EXCERPTED PASSAGE:
#####

Conflict, imposition, and morality

delwynmarch delwynmarch at yahoo.com
Tue Sep 20 10:41:34 UTC 2005


No: HPFGUIDX 140522

Sandy aka msbeadsley wrote:
"There is no empirical evidence I know of for 
any deity's existence or for the tenets of any 
religion outside the humans who 
compiled/composed/received them."

Del replies:
If you're speaking of an empirical evidence 
"knowable" by everyone at once, you're right. 
However, if you're speaking of evidence 
"knowable" by one person, you're not that 
right anymore. The Holy Ghost, for example, 
can provide absolute personal evidence, but 
that evidence is not transferable.

Moreover, your comments bring up an interesting 
question: what is the empirical evidence in 
the Potterverse that Light is right and that 
Dark is wrong? What is the empirical evidence 
that DD is right and that LV is wrong? Apart 
from people's own convictions and desires, 
what is there to say that LV's view isn't just 
as right as DD's? In fact, we do know that quite 
a few people didn't use to think that Dark and 
LV were wrong. Sirius told us that his own 
parents, and several others, thought that LV 
had it right in his ideology. It seems like 
the true reason the WW as a group turned against 
LV is not so much a moral reason, but rather 
fear: they are scared of LV and what he's done. 
They turned against his methodology, but not 
so much against his ideology, as demonstrated 
by all the bigoted and racist attitudes still 
exhibited by a lot of wizards and witches. So 
technically LV is wrong to break the law and 
kill people, and that's why he's being so 
strongly opposed. But he's apparently not so 
wrong, by WW morality, to think as he does.

I, Del, wrote earlier:
"I would never adopt Snape's code even if I 
abandoned mine, simply because I know that 
Snape's code is a painful one."

Sandy aka msbeadsley replied:
"Are you saying that it pains Snape, or that 
it would pain you?"

Del answers:
Both :-) I know I would end up feeling lots of 
emotional pain if I decided to hold to grudges,
for example, and I am convinced that Snape 
similarly hurts himself by holding to his own 
grudges.

Sandy aka msbeadsley wrote:
"But the law has its basis in codes that go 
back to God as well; so then, why is it 
necessary that "those who don't know God" 
respect the law?"

Del replies:
Because the majority wants them to, and 
provided punishments for those who would do 
otherwise. I didn't mean respect as in 
"support, or uphold", but more as in "fear, 
or go along with". 

Sandy aka msbeadsley wrote:
"There is no obligation for anyone to even 
respect the majority's morality, IMO. There 
are only various consequences if they don't."

Del replies:
That's what I meant :-) Respect doesn't 
necessarily come out of moral agreement, it 
can simply be a self-preservation attitude. 
As in "respecting" Umbridge and her educational 
decrees, for example: people complied with 
them, at least on the surface, not because 
they agreed with them, but simply to stay out 
of troubles.

Sandy aka msbeadsley wrote:
"An obligation only exists if the person in 
question adopts the majority's morality, even 
if they only do so in the sense of trying to 
use them to modify *others'* behavior. Once 
they buy in, they're stuck. IMO."

Del replies:
Not sure what you mean here, sorry.

Sandy aka msbeadsley wrote:
"Snape is furious, AFAWK, when Harry invades 
his privacy (memories in the Pensieve).

#####

INFORMATION PROVIDED:
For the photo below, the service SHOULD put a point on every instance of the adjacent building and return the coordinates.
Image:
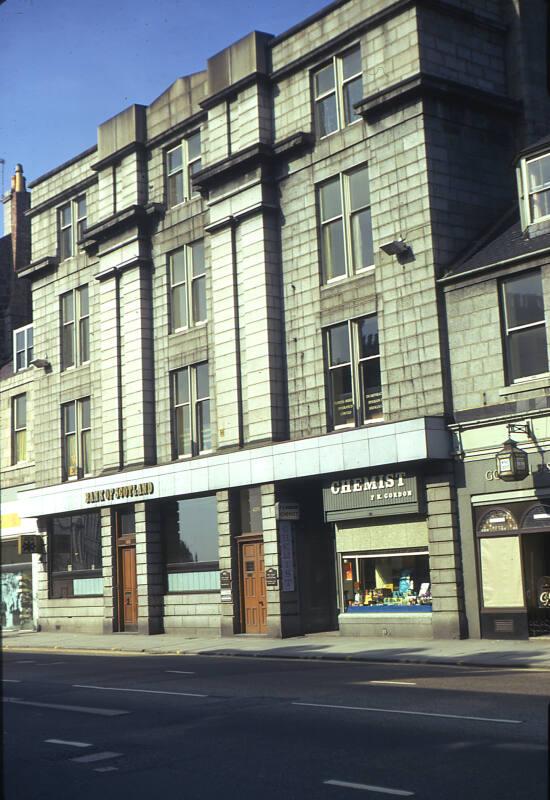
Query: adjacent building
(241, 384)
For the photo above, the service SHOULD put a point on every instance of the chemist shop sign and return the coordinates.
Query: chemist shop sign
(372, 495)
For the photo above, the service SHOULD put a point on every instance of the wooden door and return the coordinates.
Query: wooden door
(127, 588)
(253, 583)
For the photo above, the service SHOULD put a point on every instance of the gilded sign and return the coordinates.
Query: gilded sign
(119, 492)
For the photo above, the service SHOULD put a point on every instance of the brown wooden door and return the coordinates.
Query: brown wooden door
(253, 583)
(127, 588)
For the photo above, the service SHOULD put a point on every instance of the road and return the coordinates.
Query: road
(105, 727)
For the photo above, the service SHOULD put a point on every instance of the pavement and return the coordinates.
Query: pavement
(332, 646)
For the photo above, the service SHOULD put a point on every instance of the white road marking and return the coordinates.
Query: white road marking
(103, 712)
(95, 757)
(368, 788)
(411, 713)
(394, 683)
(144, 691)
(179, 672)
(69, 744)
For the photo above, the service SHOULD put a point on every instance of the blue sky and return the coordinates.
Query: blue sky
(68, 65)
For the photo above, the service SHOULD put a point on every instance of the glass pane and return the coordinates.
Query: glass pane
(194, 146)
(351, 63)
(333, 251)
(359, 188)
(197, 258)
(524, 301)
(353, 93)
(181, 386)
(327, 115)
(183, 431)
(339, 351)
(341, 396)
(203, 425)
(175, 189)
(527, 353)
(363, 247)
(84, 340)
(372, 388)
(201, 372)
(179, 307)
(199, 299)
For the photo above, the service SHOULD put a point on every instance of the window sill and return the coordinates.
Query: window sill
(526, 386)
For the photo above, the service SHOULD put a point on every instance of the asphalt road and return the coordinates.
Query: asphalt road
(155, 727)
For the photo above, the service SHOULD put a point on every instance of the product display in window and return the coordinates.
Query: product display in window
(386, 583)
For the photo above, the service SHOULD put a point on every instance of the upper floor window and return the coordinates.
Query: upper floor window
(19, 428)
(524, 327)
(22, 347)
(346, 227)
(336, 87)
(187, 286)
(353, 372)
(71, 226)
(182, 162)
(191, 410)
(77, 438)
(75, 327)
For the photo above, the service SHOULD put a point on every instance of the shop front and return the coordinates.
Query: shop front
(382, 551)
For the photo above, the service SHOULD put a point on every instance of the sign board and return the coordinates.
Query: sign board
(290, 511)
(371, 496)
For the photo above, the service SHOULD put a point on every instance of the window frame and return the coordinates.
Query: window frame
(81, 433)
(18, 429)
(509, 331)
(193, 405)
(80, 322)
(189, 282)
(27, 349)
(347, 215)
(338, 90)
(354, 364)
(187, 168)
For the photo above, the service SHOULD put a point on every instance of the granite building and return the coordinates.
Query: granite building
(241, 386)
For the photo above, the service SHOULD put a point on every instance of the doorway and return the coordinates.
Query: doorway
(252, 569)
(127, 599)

#####

TASKS AND EXERCISES:
1 - In one to three sentences, explain why, according to the morality post, the wizarding world as a group turned against LV.
2 - Please extract the part of the morality post starting at "They turned against" and ending at "as he does.".
The entries come from a separate source.

SOLUTIONS TO EACH TASK:
1 - The post says the main reason was fear of LV and what he had done rather than a moral objection. People rejected his methods but not so much his ideology, which the post shows through the bigoted and racist attitudes many wizards and witches still hold.

2 -
They turned against his methodology, but not 
so much against his ideology, as demonstrated 
by all the bigoted and racist attitudes still 
exhibited by a lot of wizards and witches. So 
technically LV is wrong to break the law and 
kill people, and that's why he's being so 
strongly opposed. But he's apparently not so 
wrong, by WW morality, to think as he does.